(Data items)
§

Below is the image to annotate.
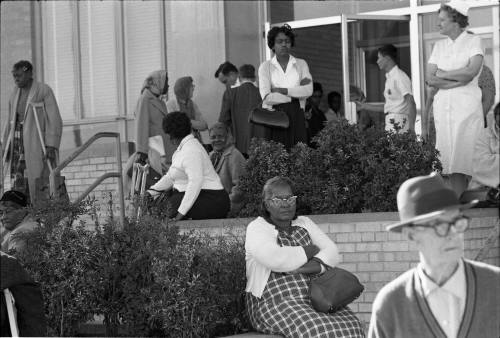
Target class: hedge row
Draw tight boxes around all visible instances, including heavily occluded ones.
[16,202,248,337]
[239,120,441,217]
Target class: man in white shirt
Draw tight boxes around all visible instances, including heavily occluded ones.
[368,173,500,338]
[356,45,417,132]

§

Put every line of the records into a JSON list of strings, one string per line, without blank lines or the pictures.

[
  "Below is the image to annotate.",
  "Target class: hedge row",
  "Draw tight boxes around all visible instances, including heavily occluded ones.",
  "[16,202,248,337]",
  "[239,120,441,217]",
  "Target class: man in white shirt",
  "Draw tight boxes around all visible instances, including heavily occluded ones.",
  "[368,173,500,338]",
  "[356,45,417,132]"
]